To-do list:
a – In the article on Canadian interest rates and housing, duplicate the passage starting at "can get a good" and ending at "doesn’t over heat.".
b – List every person named in the article on Canadian interest rates and housing.

Andrea Hopkins,
Reuters | 28/10/13 | Last Updated: 28/10/13
1:50 PM ET
TORONTO — The Bank of Canada’s surprising signal last
week that it will not raise interest rates any time soon will lift the housing
market and give indebted households breathing room, but it leaves many
apprehensive there will be a hard reckoning.
Canada sidestepped the worst of the financial crisis
because it avoided the real estate excesses of its U.S. neighbour, and a
post-recession housing boom helped it recover more quickly than its Group of
Seven peers.
But the housing market began to cool last year after
Prime Minister Stephen Harper’s Conservative government, worried about a
potential property bubble, tightened mortgage rules.
Debt is
at record levels, and we know consumers are biting off more than they can chew
The prospect of lower-for-longer interest rates, needed
to help a struggling economy, has revived those bubble fears.
“This is a double-edged sword,” said Laurie Campbell,
chief executive at Credit Canada, a nonprofit credit counselling agency that is
funded by banks and other lenders.
“It’s going to keep more home buyers in the market, but …
I worry. Because, fine, interest rates are going to be stable and (home buyers)
can get a good rate, but are they getting into the market only because of that?
Debt is at record levels, and we know consumers are biting off more than they
can chew financially, so does this lead to more problems down the road?”
Finance Minister Jim Flaherty said Monday he intends to
get more directly involved with players in the housing sector to ensure the
market doesn’t over heat.

Extracted entries:
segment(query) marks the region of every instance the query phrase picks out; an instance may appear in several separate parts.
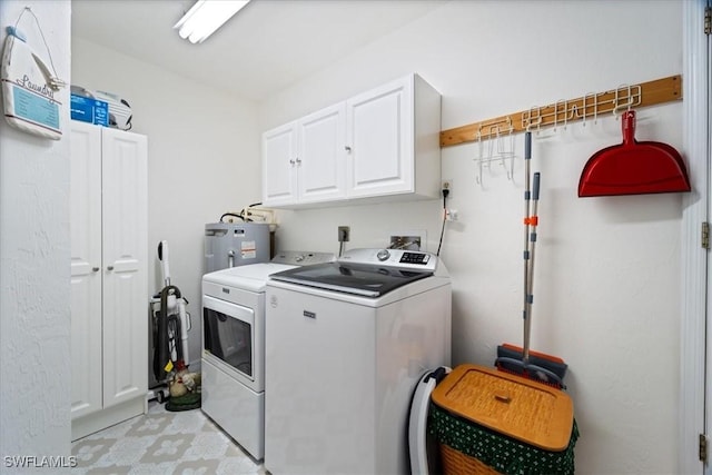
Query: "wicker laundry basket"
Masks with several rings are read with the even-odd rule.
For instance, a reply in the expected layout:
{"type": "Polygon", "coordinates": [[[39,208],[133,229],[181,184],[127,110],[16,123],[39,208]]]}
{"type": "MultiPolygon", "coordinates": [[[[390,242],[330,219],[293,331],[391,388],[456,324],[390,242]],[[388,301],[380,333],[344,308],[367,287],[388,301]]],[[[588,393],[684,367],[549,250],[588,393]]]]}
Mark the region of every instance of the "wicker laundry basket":
{"type": "Polygon", "coordinates": [[[433,392],[428,431],[446,475],[574,473],[571,398],[516,375],[456,367],[433,392]]]}

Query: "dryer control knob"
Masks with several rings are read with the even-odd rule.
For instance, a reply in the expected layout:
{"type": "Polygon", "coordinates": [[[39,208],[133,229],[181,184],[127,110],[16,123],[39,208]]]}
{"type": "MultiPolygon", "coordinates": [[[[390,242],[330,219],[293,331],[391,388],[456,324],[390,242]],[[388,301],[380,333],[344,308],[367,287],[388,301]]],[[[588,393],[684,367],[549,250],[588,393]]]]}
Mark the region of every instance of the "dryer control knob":
{"type": "Polygon", "coordinates": [[[390,257],[390,253],[388,253],[388,249],[380,249],[376,254],[376,257],[378,258],[378,260],[386,260],[390,257]]]}

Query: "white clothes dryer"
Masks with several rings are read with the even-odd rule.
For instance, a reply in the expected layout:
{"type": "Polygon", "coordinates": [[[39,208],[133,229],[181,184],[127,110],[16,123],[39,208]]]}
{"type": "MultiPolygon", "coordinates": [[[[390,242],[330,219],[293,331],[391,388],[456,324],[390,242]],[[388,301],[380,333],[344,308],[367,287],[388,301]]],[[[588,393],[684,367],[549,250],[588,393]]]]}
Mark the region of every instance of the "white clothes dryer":
{"type": "Polygon", "coordinates": [[[334,260],[283,251],[202,277],[202,412],[256,459],[265,452],[265,286],[270,274],[334,260]]]}
{"type": "Polygon", "coordinates": [[[407,474],[418,380],[451,364],[452,289],[428,253],[355,249],[270,276],[265,467],[407,474]]]}

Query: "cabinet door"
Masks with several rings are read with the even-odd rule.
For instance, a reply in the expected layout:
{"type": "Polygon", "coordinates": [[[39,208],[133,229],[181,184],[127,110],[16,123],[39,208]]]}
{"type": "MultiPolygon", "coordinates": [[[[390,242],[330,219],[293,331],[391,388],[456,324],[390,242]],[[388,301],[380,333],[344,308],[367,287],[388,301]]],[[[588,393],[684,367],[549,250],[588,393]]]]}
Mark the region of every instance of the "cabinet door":
{"type": "Polygon", "coordinates": [[[103,406],[148,387],[147,139],[102,129],[103,406]]]}
{"type": "Polygon", "coordinates": [[[263,204],[290,205],[297,199],[297,128],[287,123],[263,133],[263,204]]]}
{"type": "Polygon", "coordinates": [[[346,107],[314,112],[297,123],[297,187],[300,202],[346,196],[346,107]]]}
{"type": "Polygon", "coordinates": [[[101,408],[101,129],[71,122],[71,417],[101,408]]]}
{"type": "Polygon", "coordinates": [[[414,190],[413,77],[346,103],[349,197],[414,190]]]}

Solutions to each task:
a –
can get a good rate, but are they getting into the market only because of that?
Debt is at record levels, and we know consumers are biting off more than they
can chew financially, so does this lead to more problems down the road?”
Finance Minister Jim Flaherty said Monday he intends to
get more directly involved with players in the housing sector to ensure the
market doesn’t over heat.

b –
Andrea Hopkins
Stephen Harper
Laurie Campbell
Jim Flaherty